> Excerpted text
>>>
So, you want to dive into offsite, prefabricated, and modular, but your project doesn’t seem to fit. This article is dedicated to you—and how panelized construction can be the prefab solution to match your project’s unique spaces and size requirements.
As you can tell from our previous columns on DfMA for multifamily, volumetric modular construction, and bathroom pods, you understand that Industrialized Construction is the solution to today’s construction gridlock. As a continuation of this series, today we explain the benefits of using different types of panels for your multifamily project.
What is a panelized construction?
Panelization is the process of manufacturing prefabricated exterior and interior wall, floor, and roof assemblies under controlled environmental conditions using light wood or light-gauge metal framing. The panels are prepared using cutting-edge automation, assembled according to the design specifications, and then packaged for transportation.
- Flat-panel units are built in a factory and later transported to the site to be assembled into a three-dimensional structure or to fit within an existing structure.
- The panels can be made of steel, timber construction materials, concrete, or masonry.
- Systems can include walls, floors, and roof panels to create the complete structural shell.
Wall Panel Systems
Wall panels can be factory-built to different levels of completion from just the structure (Open Panel) to completely finished (Closed Panel) with drywall, doors, windows, services, internal wall finishes, and external cladding—all factory installed.
You can use the following materials to match the needs of your unique multifamily project. Similar materials used for wall panels also can be used for flooring and roof systems.
- Wood Framed Panels: Wood has long been the go-to framing choice for residential and commercial buildings—most often Type V and Type III construction—due to its cost and ease of assembly.
<<<
> To do
1. According to the panelized construction article, why has wood long been the go-to framing choice for residential and commercial buildings? Answer in one to three sentences.
2. Repeat word for word the part of the panelized construction article from "Panelization is the" up to and including "an existing structure.".

> Rows
>>>
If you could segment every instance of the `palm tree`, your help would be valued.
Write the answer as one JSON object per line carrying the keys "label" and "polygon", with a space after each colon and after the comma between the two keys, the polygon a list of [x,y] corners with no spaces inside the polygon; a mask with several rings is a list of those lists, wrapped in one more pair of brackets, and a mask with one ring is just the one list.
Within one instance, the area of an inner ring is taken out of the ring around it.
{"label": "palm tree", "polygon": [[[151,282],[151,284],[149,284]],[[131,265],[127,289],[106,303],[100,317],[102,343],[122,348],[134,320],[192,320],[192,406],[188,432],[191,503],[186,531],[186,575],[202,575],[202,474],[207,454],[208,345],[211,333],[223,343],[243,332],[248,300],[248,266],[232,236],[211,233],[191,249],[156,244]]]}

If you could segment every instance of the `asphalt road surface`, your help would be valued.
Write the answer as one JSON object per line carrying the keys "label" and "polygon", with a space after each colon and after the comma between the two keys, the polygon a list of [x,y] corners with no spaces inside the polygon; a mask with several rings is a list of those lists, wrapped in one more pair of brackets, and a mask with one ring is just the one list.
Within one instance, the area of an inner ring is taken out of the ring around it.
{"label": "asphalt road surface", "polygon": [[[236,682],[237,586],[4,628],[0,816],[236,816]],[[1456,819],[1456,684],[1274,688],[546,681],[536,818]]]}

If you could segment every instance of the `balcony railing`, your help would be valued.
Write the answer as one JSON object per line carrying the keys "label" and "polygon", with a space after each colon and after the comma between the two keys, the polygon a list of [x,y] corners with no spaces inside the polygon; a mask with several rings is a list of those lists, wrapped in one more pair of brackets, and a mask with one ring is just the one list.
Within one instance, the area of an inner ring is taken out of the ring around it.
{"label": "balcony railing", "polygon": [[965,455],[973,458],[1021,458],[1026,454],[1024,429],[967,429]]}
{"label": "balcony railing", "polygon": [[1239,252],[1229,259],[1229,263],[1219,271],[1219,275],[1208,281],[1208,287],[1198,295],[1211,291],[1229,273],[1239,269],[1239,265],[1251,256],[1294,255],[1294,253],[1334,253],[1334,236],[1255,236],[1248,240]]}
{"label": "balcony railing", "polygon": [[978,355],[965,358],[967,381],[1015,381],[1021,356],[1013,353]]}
<<<
> Solutions to the problems
1. Wood has long been the go-to framing choice for residential and commercial buildings, most often Type V and Type III construction, because of its cost and ease of assembly.

2.
Panelization is the process of manufacturing prefabricated exterior and interior wall, floor, and roof assemblies under controlled environmental conditions using light wood or light-gauge metal framing. The panels are prepared using cutting-edge automation, assembled according to the design specifications, and then packaged for transportation.
- Flat-panel units are built in a factory and later transported to the site to be assembled into a three-dimensional structure or to fit within an existing structure.